### [GIVEN TASK]
Reproduce each of the rows below word for word, leaving out the pictures.

### [Image location labeling entries]

* start *

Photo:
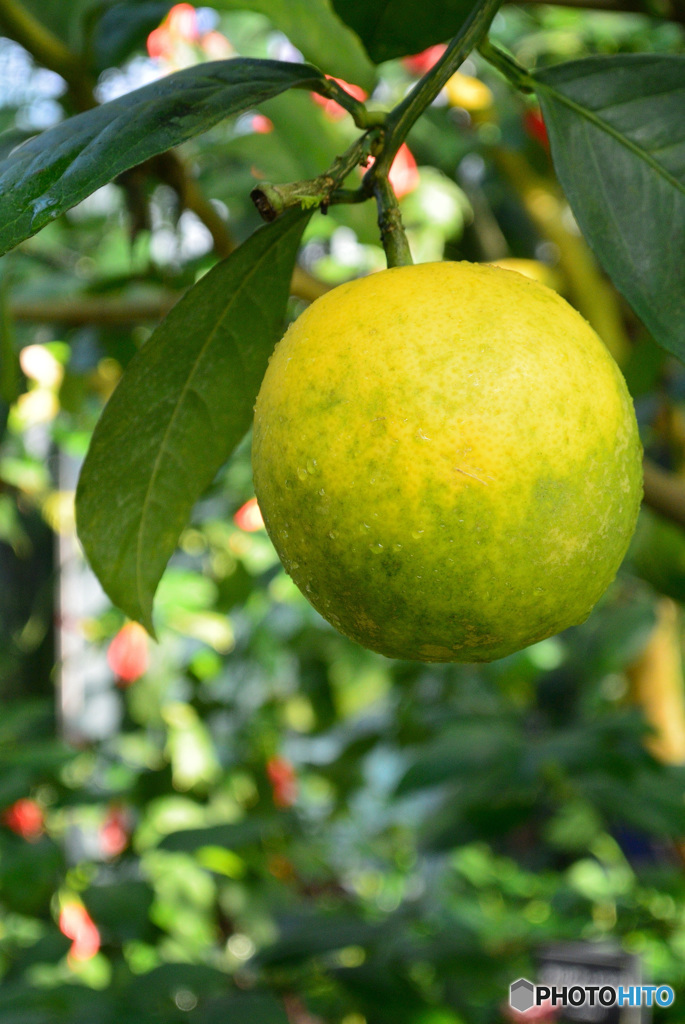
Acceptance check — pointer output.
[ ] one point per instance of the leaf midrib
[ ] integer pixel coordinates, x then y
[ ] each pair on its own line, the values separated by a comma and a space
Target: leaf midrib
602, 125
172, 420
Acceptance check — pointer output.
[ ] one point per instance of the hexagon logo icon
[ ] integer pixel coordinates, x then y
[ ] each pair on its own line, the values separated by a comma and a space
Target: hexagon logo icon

* end *

### [OUTPUT OF THE TASK]
Photo:
Acceptance check — pointer output.
[ ] one point per instance of the leaf midrib
[ ] integer pixel coordinates, x then y
[ ] each pair on its own line, the values separated by a comma and a space
Target: leaf midrib
602, 125
172, 420
Acceptance check — pointer output.
[ ] one point per instance of the hexagon logo icon
[ ] integer pixel coordinates, x then y
[ ] each pair on its own line, the values separated by a comma and a space
Target: hexagon logo icon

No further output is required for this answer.